Article
=-=-=

Is this a common feeling in your early 40s? Feels like friends are getting rich and we're stagnant

Anonymous
I don’t know if this makes you feel any better, but we make over $1m a year but haven’t moved because we like our neighborhood and the kids would be upset to have to make new friends, as the only way to get a better house in our school district is to build our own and lots are hard to come by. I think the kids would be upset about leaving our house too. We also don’t have a vacation house although in my mind I want one, we just don’t have the time to justify it with all the kids’ activities and what I would want is hard to find. No family money, we actually bought my in-laws a new house.
Anonymous
Anonymous wrote:
Anonymous wrote:
Anonymous wrote:On DCUM, every time someone asks this question, multiple people say: "family money" because then they don't have to think about what they themselves could have done differently. I really don't think receiving large gifts or inheritances from family is as prevalent as you think. Minor downpayments are the most common form of help, but usually don't run into paying for the entire house.

=-=-=

Required task 1
Output the rows verbatim, everything from the line containing "of the black" down to the last row, with both ends included.

Excerpts of pointing data
=-=-=

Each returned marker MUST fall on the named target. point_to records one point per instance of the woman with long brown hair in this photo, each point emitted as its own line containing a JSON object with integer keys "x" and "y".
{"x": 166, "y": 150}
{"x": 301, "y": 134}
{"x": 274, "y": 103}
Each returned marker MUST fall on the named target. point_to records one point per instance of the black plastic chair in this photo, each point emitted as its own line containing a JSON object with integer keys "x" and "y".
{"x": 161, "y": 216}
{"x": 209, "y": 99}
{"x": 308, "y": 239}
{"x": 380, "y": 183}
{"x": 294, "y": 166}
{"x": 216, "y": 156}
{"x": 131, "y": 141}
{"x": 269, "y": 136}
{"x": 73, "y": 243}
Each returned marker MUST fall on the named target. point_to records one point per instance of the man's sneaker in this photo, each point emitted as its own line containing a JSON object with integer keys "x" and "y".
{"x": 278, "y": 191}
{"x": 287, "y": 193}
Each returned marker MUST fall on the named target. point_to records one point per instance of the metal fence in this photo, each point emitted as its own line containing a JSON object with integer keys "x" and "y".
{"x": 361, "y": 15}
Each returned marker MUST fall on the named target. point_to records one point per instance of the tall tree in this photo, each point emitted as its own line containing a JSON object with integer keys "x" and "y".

=-=-=

Required task 2
In the forum thread, list every form of help from family that is named in the last two sentences of the post beginning "On DCUM".

Worked answer 1
Each returned marker MUST fall on the named target. point_to records one point per instance of the black plastic chair in this photo, each point emitted as its own line containing a JSON object with integer keys "x" and "y".
{"x": 161, "y": 216}
{"x": 209, "y": 99}
{"x": 308, "y": 239}
{"x": 380, "y": 183}
{"x": 294, "y": 166}
{"x": 216, "y": 156}
{"x": 131, "y": 141}
{"x": 269, "y": 136}
{"x": 73, "y": 243}
Each returned marker MUST fall on the named target. point_to records one point per instance of the man's sneaker in this photo, each point emitted as its own line containing a JSON object with integer keys "x" and "y".
{"x": 278, "y": 191}
{"x": 287, "y": 193}
Each returned marker MUST fall on the named target. point_to records one point per instance of the metal fence in this photo, each point emitted as its own line containing a JSON object with integer keys "x" and "y".
{"x": 361, "y": 15}
Each returned marker MUST fall on the named target. point_to records one point per instance of the tall tree in this photo, each point emitted as its own line containing a JSON object with integer keys "x" and "y".

Worked answer 2
- Large gifts
- Inheritances
- Minor downpayments